» Work to complete
Reproduce every entry that follows word for word, but omit the images.

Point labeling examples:

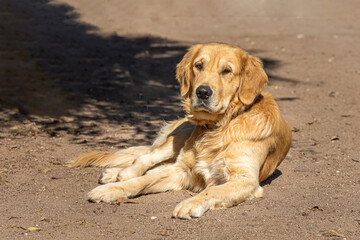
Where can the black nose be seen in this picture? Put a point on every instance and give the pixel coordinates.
(203, 92)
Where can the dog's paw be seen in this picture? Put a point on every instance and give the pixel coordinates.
(128, 173)
(110, 175)
(107, 193)
(190, 208)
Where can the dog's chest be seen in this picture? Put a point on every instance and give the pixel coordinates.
(214, 172)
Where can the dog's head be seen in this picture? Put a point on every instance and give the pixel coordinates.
(216, 77)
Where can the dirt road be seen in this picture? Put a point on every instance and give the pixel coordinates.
(80, 75)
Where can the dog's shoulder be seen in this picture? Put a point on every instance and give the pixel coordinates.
(259, 121)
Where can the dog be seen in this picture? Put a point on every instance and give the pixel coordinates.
(232, 138)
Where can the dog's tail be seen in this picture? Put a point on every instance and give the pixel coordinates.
(122, 158)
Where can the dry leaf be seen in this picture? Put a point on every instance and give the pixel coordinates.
(34, 229)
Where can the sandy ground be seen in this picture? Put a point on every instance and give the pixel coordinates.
(81, 75)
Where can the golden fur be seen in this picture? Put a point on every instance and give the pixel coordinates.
(232, 138)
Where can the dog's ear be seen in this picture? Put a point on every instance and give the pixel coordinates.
(254, 80)
(184, 71)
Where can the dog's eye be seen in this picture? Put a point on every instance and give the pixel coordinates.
(198, 66)
(226, 71)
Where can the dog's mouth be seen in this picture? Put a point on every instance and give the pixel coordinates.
(203, 106)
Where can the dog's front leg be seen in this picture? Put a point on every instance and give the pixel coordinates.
(242, 170)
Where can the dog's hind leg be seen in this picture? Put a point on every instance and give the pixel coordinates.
(171, 139)
(168, 178)
(120, 159)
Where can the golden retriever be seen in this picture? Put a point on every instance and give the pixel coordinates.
(232, 138)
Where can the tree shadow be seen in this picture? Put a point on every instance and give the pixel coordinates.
(57, 72)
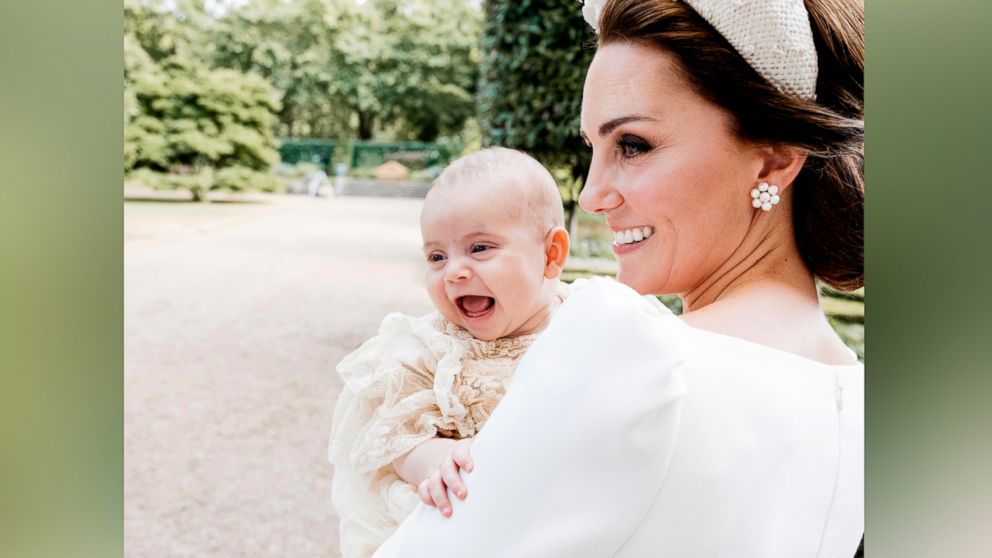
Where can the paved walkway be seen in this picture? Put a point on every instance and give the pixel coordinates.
(235, 315)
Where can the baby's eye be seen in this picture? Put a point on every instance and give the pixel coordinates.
(632, 146)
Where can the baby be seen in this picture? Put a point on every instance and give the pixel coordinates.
(415, 394)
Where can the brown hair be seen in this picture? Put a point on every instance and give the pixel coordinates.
(828, 194)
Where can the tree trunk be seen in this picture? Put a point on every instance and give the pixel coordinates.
(365, 121)
(572, 218)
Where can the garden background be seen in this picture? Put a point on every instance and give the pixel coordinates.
(265, 238)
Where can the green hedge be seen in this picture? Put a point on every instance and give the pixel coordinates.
(415, 155)
(317, 151)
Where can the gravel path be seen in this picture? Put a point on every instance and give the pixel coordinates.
(234, 317)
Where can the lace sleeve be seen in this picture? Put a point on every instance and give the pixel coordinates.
(389, 404)
(571, 460)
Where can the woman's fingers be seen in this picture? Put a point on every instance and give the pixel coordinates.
(424, 492)
(461, 456)
(452, 478)
(439, 493)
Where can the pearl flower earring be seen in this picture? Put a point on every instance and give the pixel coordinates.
(765, 196)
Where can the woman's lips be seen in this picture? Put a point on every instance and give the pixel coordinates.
(630, 239)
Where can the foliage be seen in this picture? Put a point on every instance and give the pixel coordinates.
(318, 151)
(413, 62)
(186, 121)
(414, 155)
(386, 68)
(530, 88)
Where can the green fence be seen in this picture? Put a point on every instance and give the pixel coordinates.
(366, 154)
(307, 150)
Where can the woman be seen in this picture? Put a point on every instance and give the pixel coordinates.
(727, 142)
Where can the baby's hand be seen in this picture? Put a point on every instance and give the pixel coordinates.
(447, 475)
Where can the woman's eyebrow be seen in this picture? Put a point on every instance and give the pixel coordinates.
(609, 126)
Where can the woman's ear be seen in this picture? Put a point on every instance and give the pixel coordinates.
(782, 164)
(555, 252)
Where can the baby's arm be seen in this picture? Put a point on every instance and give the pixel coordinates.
(433, 467)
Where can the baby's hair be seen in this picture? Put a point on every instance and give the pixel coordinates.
(518, 173)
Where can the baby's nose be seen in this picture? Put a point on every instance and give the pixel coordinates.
(457, 272)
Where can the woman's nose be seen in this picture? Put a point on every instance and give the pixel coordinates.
(598, 194)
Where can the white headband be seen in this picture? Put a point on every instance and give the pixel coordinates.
(773, 36)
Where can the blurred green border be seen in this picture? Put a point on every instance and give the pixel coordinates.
(928, 273)
(61, 112)
(928, 343)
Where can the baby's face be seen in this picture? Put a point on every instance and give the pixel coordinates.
(485, 262)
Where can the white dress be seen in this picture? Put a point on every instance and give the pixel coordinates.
(627, 433)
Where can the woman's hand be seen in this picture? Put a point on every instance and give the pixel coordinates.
(447, 475)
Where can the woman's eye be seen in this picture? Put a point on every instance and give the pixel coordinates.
(631, 146)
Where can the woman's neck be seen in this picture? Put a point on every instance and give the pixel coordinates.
(767, 256)
(767, 296)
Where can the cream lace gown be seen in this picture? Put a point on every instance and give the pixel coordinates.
(627, 433)
(417, 379)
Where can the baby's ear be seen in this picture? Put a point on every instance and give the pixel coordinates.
(555, 252)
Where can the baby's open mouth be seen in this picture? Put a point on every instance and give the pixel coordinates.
(474, 306)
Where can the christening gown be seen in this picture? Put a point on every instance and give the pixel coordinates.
(627, 433)
(418, 378)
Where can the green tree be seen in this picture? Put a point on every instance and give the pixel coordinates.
(530, 90)
(410, 66)
(291, 44)
(187, 126)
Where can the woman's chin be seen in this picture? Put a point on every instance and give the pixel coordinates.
(643, 283)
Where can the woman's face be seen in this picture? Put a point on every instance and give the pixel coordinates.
(665, 160)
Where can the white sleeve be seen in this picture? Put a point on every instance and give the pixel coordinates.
(574, 455)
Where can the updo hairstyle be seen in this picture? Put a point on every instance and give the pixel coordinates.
(828, 194)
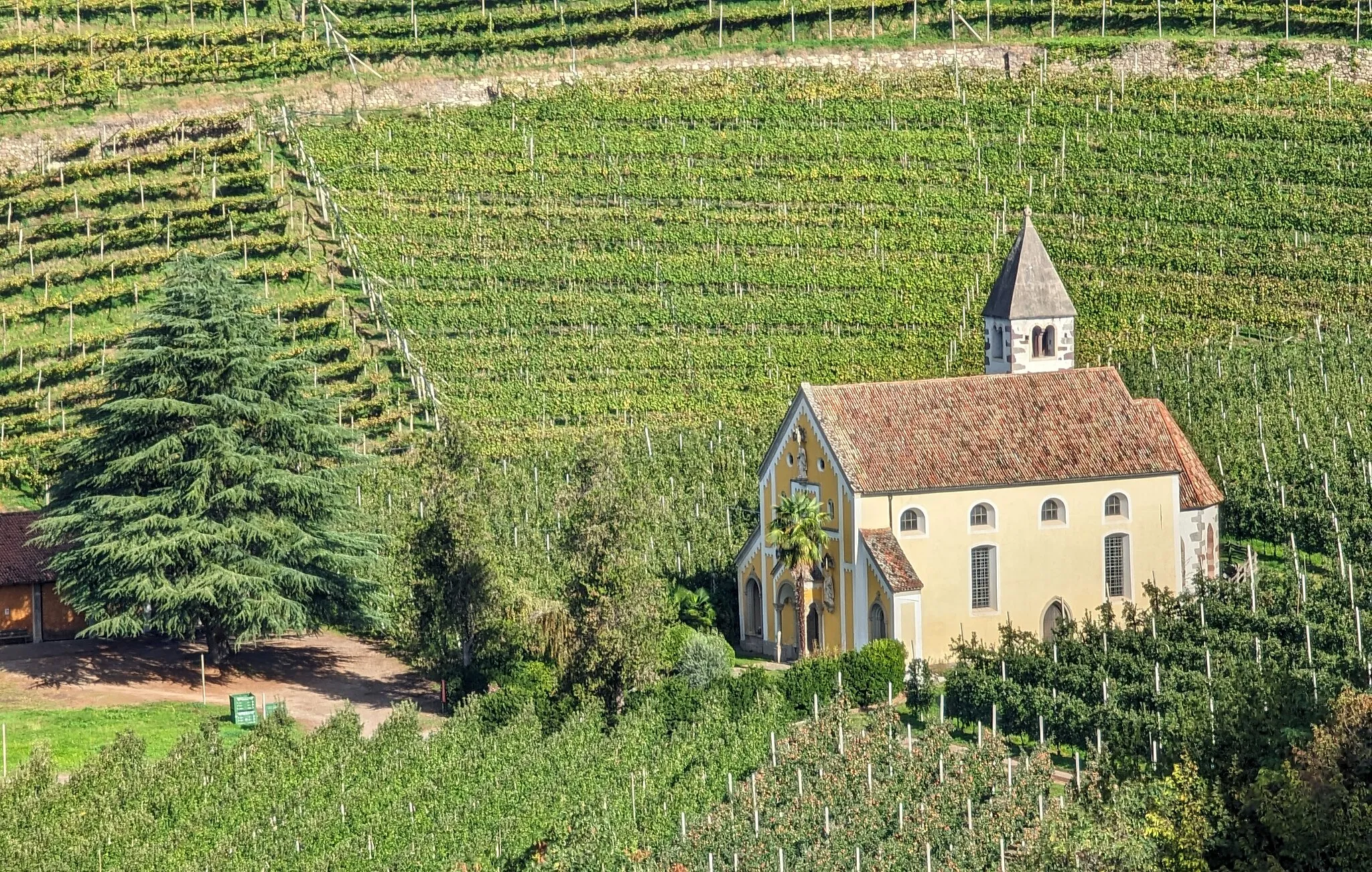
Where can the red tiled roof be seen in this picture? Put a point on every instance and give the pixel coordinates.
(988, 431)
(1198, 488)
(21, 563)
(891, 561)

» Complete answer
Where can the black nose be seen in this picture? Put a point on every instance and give the pixel coordinates.
(203, 92)
Where can the dog's paw be seen in this picture? Put a point on every instance and give the pixel coordinates.
(128, 173)
(110, 175)
(107, 193)
(190, 208)
Where can the dog's chest be seen in this picture? Put a point on every instance and give the pixel coordinates.
(214, 172)
Where can the dog's head be seen in this picture? Put a point on every instance and give the pixel coordinates.
(216, 77)
Where can the dirt road be seen in this picture? Put a point on every instance and give the pixel coordinates.
(80, 75)
Where can the dog's shoulder be seen in this picture? Put a point on every instance and give the pixel coordinates.
(259, 121)
Where can the dog be seen in this picture? Put a point on every instance and give the pixel coordinates.
(232, 138)
Where can the dog's tail be seen in this picture? Put a point on every instance and give the pixel coordinates.
(122, 158)
Where can the dry leaf be seen in this picture? Put a point on every instance and give the pixel coordinates.
(34, 229)
Where can the sandy ground be seen in this picture? Put a point on every instance and give the pixel coordinates.
(81, 75)
Where can the golden fur be seen in this picture? Put a point on every instance and give the pixel coordinates.
(232, 138)
Where can the dog's ear be seen in this picture? Put a point on every instance and give the pixel coordinates.
(254, 80)
(184, 71)
Where can the dog's eye be seen in this picture? Put a point on every instance and give the pixel coordinates.
(198, 66)
(226, 71)
Where can the dog's mouth be seen in this picture? Put a point on every instance and give the pixel coordinates.
(203, 106)
Where can the dog's front leg be seen in this picture? Put a point on every instance and give the pixel coordinates.
(242, 170)
Where can the dog's hind leg be seen in this picture? Put a point on every instance and give the pixel coordinates.
(171, 139)
(168, 178)
(120, 159)
Where can the golden retriever be seen in this picture? Put a point on every instance and give the pixel coordinates.
(232, 138)
Where can the tree shadow be seen in this picture? Put a point on every instance and give the pixel coordinates.
(57, 72)
Where can the paved walkway be seen in this picture? Put a point on every instance and give the pixel coordinates.
(235, 315)
Where can the baby's eye be seen in this picture? Put a point on every instance and give the pixel coordinates.
(632, 146)
Where can the baby be seen in this picture? Put a point on every instance and give the pixel coordinates.
(415, 394)
Where can the brown hair be seen in this picture? Put a point on every instance and give the pixel coordinates.
(828, 194)
Where can the tree trunk be seen in this picture? Put a point on every instance and give the pixel coordinates.
(365, 121)
(572, 218)
Where can the garden background be seen in this picture? Put a point on every instance and give the pixel coordinates.
(265, 238)
Where can the green hedge be seen in this picture? Put a point on every instance and give the pixel coordinates.
(415, 155)
(317, 151)
Where can the gravel path be seen in this picture? Put a point on every instance and give the pixel coordinates.
(234, 317)
Where can the lace sleeve be seen in this picture? Put a point on every instance and give the pixel coordinates.
(389, 404)
(571, 460)
Where can the woman's fingers be seen in this picture? Put a point on every instance and give the pixel coordinates.
(424, 492)
(461, 456)
(452, 478)
(439, 493)
Where can the pearl flower earring be seen in this picture? Put a point on every instance and give the pixel coordinates.
(765, 196)
Where can the woman's lips be seen in this picture? Put a point on every instance and give the pixel coordinates.
(630, 239)
Where can the foliage be seen in this picture? Put a point on every instance and give the pixel coordinates.
(318, 151)
(413, 62)
(186, 121)
(414, 155)
(386, 68)
(530, 88)
Where can the green fence be seen in this picture? Put a point on every instance and give the pixel coordinates.
(366, 154)
(307, 150)
Where can the woman be seen in this picture? Put a point on every instance and give the pixel coordinates.
(727, 142)
Where can the baby's hand be seen in this picture? Put a point on every instance and give the pixel coordinates.
(447, 475)
Where can the woman's eyebrow be seen in this picture? Put a point on every instance and give the pixel coordinates.
(609, 126)
Where can the woman's ear be seen in this picture? Put a point on every instance and give the pixel coordinates.
(782, 164)
(555, 252)
Where can the baby's arm be seen in this picture? Put a point on every instance and give the pixel coordinates.
(433, 467)
Where can the baby's hair be seen in this picture? Put a point on every instance and give the pixel coordinates.
(518, 173)
Where can the baby's nose be seen in this picture? Put a point on every instance and give the pixel coordinates.
(457, 272)
Where can the woman's nose be seen in this picture? Put a point on every instance and give the pixel coordinates.
(598, 194)
Where can the white headband be seen in this picture? Put a point on every instance and give the pixel coordinates.
(773, 36)
Where can the blurred green border be seen in this picture? Put a point on every instance and give the pixel coordinates.
(928, 273)
(61, 112)
(928, 343)
Where can the baby's face be seen in this picture? Put a point on every instance and give the pixel coordinates.
(485, 262)
Where can the white dress be seen in this picture? Put a point on every instance and give the pixel coordinates.
(627, 433)
Where can the woman's hand be seen in this picture? Put a point on every instance and give the pixel coordinates.
(447, 475)
Where can the woman's eye be seen in this picture? Put a point on every instance and give the pixel coordinates.
(631, 146)
Where can the woman's neck be seen in this picture? Put a point on every instance and give the pixel coordinates.
(767, 256)
(767, 296)
Where can the cream lace gown be seen in this picture? Put a point on every instance and give the pixel coordinates.
(627, 433)
(417, 379)
Where can the baby's ear be seen in this picture? Put a point on every instance and give the pixel coordinates.
(555, 252)
Where can the baby's open mouth be seen in this picture? Put a point on every instance and give the pixel coordinates.
(474, 306)
Where can the christening gown be seen in this picture? Put a point on every instance and give the pixel coordinates.
(627, 433)
(418, 378)
Where can the green tree be seen in this picture? Put a point on every instance and give the pixel coordinates.
(530, 90)
(410, 66)
(291, 44)
(187, 126)
Where can the woman's chin be seen in this picture? Put a point on every instance and give the pixel coordinates.
(643, 283)
Where can the woman's face be seen in this picture? Put a point on every instance and give the pixel coordinates.
(665, 160)
Where can the white sleeve be seen in this picture? Put a point on every instance and give the pixel coordinates.
(574, 455)
Where can the updo hairstyle be seen in this picture? Put a point on every instance and give the pixel coordinates.
(828, 194)
Where can the red tiled roof be seen in this picture? Put a point on every instance and give the pixel coordinates.
(988, 431)
(1198, 488)
(21, 563)
(891, 561)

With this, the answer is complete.